"""

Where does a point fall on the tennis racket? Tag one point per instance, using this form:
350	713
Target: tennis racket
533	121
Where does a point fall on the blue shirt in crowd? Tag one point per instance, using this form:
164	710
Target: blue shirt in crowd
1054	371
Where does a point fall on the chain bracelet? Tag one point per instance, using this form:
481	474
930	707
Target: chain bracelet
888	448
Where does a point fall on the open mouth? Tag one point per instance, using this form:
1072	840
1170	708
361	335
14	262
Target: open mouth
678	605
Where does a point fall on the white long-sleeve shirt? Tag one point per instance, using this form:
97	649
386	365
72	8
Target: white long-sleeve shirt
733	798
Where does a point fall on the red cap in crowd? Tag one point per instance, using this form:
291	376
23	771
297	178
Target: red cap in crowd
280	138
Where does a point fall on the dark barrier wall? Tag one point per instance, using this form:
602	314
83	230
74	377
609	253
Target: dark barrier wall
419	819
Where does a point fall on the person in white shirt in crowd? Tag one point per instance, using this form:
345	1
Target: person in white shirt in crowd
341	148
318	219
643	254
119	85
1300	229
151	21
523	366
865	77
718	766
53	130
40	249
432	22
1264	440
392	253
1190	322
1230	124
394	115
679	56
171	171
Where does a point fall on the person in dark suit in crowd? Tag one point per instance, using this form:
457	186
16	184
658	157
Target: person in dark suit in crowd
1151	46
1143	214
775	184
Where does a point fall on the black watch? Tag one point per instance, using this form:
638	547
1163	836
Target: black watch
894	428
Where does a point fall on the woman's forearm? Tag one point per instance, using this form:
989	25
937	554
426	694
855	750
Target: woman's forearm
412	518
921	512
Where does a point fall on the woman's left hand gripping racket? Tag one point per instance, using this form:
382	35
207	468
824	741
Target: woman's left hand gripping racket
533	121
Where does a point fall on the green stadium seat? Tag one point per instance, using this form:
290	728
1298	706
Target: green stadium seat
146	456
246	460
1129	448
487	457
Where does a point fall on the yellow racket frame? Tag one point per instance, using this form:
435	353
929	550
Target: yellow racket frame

"""

**TASK DETAILS**
Reproduce every line of the material, requests included, beginning at the line that contains "Where does a point fall on the person in white" and ending with the last line. Scale each answer coordinate by 2.5 and round it to a whole number, rounding halves up, but leave the numbers in the requests and in their format samples unchanged.

**EXERCISE OUTPUT**
Where does a point fall on the person in white shirt in crowd? Tag one point per instance, using this form:
345	1
Target: person in white shirt in crowd
853	370
795	548
1608	635
298	213
3250	573
378	53
1308	915
2163	193
1795	1915
133	325
100	623
1080	55
3160	1100
980	633
2975	805
3075	310
985	288
1698	140
428	428
Where does a point fall on the person in dark suit in crowd? Tag one point per instance, using this form:
457	186
16	184
658	157
Target: person in dark suit in crowd
2878	115
2858	535
1938	460
Where does a point fall on the black watch? Tag one point per instance, using this form:
638	547
1163	836
Target: black watch
2235	1070
Where does a point fall on the woman's forearm? Tag one point per instance, using this form:
989	25
937	554
426	694
855	750
Target: woman's forearm
1030	1295
2303	1280
Where does a point fall on the woman's left hand gripping racket? Tag one point per instance, using this form:
382	35
207	468
824	741
Target: woman's left hand gripping racket
1333	303
Where does a point fall on the green stadium seat? Tag one point per instance, using this form:
290	728
1298	706
Target: green stadium seat
365	1140
615	1150
2823	1120
1218	1143
Where does a point fall on the yellow racket frame? Tag one point per instance, using this form:
435	353
929	550
Target: yellow racket frame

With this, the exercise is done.